- Work to be completed: Reproduce the material from the line that contains "Can you tell me where the dog's head" through the line that contains "[469,183,931,787]", both ends included, keeping each request line unchanged but scaling every bounding box coordinate by 0.9 and rounding it to a whole number, with halves rounded up. Output those lines only.

____________

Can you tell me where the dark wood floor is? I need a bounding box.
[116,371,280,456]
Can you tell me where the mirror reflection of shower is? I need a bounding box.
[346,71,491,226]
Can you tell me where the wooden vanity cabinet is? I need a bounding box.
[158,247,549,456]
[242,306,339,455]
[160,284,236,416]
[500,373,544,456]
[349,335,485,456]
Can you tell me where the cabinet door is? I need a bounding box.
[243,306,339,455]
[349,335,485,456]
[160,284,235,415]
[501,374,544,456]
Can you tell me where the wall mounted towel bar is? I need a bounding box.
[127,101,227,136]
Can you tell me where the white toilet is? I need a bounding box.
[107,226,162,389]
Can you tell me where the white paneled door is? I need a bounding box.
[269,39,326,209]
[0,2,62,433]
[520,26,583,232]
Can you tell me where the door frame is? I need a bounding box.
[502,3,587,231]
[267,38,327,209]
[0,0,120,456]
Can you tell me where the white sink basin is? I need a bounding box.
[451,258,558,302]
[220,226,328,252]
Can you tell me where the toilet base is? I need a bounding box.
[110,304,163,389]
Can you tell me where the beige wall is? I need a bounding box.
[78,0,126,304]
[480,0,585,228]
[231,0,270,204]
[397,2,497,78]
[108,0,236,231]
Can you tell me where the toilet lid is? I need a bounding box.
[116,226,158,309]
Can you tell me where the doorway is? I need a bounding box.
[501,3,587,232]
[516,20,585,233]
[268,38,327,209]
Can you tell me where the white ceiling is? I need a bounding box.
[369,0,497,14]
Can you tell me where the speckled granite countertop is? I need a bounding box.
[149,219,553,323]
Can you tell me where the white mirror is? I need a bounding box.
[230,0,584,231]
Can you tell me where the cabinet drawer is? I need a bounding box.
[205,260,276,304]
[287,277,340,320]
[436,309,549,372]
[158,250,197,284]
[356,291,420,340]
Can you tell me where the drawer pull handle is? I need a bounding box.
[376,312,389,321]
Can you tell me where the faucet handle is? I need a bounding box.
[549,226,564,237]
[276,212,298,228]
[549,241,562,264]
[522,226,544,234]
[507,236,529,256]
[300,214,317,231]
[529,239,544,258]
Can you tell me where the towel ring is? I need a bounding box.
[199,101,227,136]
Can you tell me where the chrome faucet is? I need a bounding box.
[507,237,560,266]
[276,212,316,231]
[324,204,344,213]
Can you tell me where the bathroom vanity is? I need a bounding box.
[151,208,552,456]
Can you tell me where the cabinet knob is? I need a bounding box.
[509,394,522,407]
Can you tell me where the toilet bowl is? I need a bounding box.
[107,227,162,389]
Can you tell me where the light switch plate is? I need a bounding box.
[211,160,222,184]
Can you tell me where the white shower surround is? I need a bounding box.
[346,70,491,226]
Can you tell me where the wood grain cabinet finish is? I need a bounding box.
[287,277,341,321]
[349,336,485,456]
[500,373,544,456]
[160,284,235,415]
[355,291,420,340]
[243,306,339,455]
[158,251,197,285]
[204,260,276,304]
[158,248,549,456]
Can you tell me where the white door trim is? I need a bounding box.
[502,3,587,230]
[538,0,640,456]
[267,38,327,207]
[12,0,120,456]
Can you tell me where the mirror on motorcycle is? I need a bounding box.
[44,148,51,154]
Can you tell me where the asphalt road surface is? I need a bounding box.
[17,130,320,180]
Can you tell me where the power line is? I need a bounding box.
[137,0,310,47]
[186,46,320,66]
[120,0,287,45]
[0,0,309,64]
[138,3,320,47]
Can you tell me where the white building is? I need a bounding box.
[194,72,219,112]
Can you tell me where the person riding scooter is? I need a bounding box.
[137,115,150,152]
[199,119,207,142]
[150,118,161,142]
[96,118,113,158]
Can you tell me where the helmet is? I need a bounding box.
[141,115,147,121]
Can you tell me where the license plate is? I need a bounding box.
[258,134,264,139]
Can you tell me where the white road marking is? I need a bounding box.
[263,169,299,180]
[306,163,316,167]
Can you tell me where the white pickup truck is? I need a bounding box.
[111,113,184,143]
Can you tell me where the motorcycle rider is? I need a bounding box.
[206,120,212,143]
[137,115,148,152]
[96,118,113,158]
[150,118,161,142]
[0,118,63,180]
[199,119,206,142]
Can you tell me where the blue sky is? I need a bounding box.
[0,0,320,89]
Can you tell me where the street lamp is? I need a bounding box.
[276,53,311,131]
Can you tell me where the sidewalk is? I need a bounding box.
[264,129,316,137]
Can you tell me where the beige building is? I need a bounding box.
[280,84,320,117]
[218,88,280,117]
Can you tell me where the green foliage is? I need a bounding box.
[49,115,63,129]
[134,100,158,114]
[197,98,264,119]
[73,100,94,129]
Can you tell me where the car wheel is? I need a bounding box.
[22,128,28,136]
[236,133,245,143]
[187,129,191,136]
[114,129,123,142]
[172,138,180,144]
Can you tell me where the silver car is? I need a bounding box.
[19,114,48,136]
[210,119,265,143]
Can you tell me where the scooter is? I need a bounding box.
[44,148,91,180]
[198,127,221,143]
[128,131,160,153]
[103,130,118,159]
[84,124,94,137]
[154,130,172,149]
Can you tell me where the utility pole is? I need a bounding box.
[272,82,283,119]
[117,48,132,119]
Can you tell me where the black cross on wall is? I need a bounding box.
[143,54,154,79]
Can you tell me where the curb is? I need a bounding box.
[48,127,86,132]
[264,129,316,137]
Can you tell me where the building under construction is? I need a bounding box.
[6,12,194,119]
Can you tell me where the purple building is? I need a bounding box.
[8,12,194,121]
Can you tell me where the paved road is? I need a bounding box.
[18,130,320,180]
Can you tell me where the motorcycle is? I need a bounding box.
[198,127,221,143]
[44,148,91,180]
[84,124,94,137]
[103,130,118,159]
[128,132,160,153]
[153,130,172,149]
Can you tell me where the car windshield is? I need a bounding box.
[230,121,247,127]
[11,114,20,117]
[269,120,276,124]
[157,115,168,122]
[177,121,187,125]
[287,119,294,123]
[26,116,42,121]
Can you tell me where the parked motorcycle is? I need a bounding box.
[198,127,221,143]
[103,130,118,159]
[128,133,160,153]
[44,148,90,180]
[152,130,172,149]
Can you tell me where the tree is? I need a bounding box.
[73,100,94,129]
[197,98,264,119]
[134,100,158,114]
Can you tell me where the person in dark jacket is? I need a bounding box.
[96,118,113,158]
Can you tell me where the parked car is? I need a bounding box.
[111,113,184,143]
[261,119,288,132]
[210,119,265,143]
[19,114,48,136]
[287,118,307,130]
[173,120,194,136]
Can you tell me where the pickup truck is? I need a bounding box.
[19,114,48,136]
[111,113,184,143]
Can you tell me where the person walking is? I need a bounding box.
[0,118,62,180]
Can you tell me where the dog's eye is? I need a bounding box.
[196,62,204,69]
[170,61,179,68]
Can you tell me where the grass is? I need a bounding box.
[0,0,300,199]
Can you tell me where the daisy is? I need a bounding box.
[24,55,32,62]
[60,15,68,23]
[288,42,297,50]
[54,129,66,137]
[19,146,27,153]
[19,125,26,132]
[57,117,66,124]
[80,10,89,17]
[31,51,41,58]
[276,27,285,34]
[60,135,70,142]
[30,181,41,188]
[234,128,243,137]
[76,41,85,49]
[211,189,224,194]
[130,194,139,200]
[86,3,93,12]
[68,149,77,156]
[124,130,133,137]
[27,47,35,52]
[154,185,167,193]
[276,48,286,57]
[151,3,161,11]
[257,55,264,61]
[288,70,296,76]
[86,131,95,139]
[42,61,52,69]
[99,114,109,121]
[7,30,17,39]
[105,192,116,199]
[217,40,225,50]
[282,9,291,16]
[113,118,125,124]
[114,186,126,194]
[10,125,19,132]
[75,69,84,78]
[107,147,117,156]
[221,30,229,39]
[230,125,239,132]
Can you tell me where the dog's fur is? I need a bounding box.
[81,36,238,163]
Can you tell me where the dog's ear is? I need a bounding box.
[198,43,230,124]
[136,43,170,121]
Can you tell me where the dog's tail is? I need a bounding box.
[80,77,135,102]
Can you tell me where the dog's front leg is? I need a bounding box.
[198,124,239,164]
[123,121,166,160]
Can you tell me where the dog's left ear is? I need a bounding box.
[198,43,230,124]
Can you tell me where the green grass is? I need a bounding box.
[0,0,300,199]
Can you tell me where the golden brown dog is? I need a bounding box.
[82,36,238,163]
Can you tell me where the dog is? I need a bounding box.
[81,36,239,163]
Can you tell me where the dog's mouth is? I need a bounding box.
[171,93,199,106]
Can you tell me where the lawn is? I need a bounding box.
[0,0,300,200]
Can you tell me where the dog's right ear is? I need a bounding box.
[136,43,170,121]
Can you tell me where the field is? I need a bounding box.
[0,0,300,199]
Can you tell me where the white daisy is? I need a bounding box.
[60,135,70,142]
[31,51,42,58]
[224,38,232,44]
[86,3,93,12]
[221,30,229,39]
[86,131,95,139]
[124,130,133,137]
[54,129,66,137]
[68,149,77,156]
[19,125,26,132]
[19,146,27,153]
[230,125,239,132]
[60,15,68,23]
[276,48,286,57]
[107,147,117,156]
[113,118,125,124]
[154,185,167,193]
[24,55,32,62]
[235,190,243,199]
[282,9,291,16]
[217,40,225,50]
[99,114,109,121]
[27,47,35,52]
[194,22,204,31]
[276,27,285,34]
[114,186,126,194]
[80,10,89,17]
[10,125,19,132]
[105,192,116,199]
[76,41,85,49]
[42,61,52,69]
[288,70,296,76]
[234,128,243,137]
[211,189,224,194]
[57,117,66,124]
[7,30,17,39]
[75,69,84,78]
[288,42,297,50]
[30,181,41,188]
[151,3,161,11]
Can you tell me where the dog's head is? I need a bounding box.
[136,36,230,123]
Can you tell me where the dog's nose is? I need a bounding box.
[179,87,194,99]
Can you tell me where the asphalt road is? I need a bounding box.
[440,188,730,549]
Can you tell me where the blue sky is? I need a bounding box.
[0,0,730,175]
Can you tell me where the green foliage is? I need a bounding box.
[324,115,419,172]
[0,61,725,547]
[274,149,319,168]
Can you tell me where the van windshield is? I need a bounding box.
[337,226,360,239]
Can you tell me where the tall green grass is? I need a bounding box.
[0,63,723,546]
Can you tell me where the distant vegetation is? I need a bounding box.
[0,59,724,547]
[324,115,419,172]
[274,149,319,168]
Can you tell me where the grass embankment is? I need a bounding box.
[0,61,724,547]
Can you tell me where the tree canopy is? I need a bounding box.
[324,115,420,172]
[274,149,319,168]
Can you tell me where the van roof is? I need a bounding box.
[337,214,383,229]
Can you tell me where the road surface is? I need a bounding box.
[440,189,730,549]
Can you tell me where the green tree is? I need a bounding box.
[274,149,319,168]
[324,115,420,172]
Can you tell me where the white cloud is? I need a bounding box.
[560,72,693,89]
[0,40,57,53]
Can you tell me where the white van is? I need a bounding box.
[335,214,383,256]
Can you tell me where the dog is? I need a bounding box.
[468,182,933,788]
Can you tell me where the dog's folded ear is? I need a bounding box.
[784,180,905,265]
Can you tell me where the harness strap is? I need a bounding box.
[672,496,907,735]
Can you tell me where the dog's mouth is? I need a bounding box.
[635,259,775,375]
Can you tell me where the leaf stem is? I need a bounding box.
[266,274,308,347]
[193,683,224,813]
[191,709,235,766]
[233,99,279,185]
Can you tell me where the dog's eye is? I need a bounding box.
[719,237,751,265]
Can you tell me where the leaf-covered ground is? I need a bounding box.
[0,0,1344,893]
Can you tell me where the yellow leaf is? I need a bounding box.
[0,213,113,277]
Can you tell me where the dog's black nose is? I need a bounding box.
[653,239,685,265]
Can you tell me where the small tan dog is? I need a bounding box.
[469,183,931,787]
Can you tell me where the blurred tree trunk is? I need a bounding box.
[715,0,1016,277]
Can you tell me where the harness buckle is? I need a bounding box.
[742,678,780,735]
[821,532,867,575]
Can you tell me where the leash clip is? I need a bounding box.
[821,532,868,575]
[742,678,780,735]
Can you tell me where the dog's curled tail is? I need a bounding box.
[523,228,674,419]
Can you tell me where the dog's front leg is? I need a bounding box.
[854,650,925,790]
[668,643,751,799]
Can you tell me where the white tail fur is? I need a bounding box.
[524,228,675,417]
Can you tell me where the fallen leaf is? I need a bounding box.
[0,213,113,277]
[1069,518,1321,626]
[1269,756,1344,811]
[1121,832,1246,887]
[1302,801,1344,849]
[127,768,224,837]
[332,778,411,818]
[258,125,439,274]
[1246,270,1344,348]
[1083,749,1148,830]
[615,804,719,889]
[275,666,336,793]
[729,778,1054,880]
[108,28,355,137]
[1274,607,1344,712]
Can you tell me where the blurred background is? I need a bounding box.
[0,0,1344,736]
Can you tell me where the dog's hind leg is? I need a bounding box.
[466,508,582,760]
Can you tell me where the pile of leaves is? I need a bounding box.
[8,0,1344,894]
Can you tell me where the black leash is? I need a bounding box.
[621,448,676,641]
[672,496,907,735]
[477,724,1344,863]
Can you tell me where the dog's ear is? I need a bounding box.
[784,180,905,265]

____________

- Output of the exercise:
Can you tell me where the dog's head is? I need a bounding box.
[122,32,207,111]
Can you tell me where the dog's nose is? I need a bounding box.
[161,78,175,89]
Can you tell me where the asphalt road is? I need a bounding box.
[396,169,657,494]
Can you tell me where the blue sky is? I need a bounding box.
[0,0,657,158]
Can you tell me where the green foliage is? I need a bounding box.
[292,104,377,155]
[0,55,653,492]
[247,134,287,151]
Can you tell me where the van windshield is? I need a bounding box.
[303,203,324,215]
Can you tell me where the tall green grass is? I need a bounding box.
[0,57,651,491]
Can you tell me where the distant vegetation is? I need a bounding box.
[0,53,652,492]
[292,104,377,155]
[247,134,287,151]
Can you tell me where the grass embankment is? I need a bounding box.
[0,55,652,492]
Can you tell me where the tree canopy is? I need a bounding box.
[292,104,378,155]
[247,134,287,151]
Can you tell me where the van roof is? I need a bounding box.
[303,193,345,206]
Can you tell me where the road surface is? I need a bounding box.
[396,170,657,494]
Can you tell me where the green tree is? I need a bounding box.
[247,134,287,151]
[292,104,378,155]
Can you tell me where the white cloud is? I need a bounding box.
[504,65,624,80]
[0,36,51,48]
Can you tell me where the white van is? I need a bounding box.
[302,193,345,230]
Can you tell me where the dog is? I need a bounding box.
[421,164,840,709]
Can you tell me where the dog's folded ear is? I need a bounding box.
[706,162,815,239]
Can you tell me where the harness strap is? I need a bounding box.
[605,446,816,662]
Can you tell me where the dog's mouth is? I need a bounding box.
[572,233,698,338]
Can you tell me where the leaf stem is? I need a bounding box.
[239,247,277,312]
[174,615,202,732]
[172,638,212,689]
[210,89,251,167]
Can you tell me where the dog's eye is? I need a bounding box.
[647,213,676,239]
Can you tell me where the leaf-covered ground is? I need a bounding box.
[0,0,1210,804]
Can you tell me where the yellow leaf is? I need a bounding box.
[0,192,102,249]
Can you tell me where the dog's black nose is? I need a bounding box.
[588,215,617,239]
Can you tell me where the small tan dog is? I need a bounding box.
[422,165,838,708]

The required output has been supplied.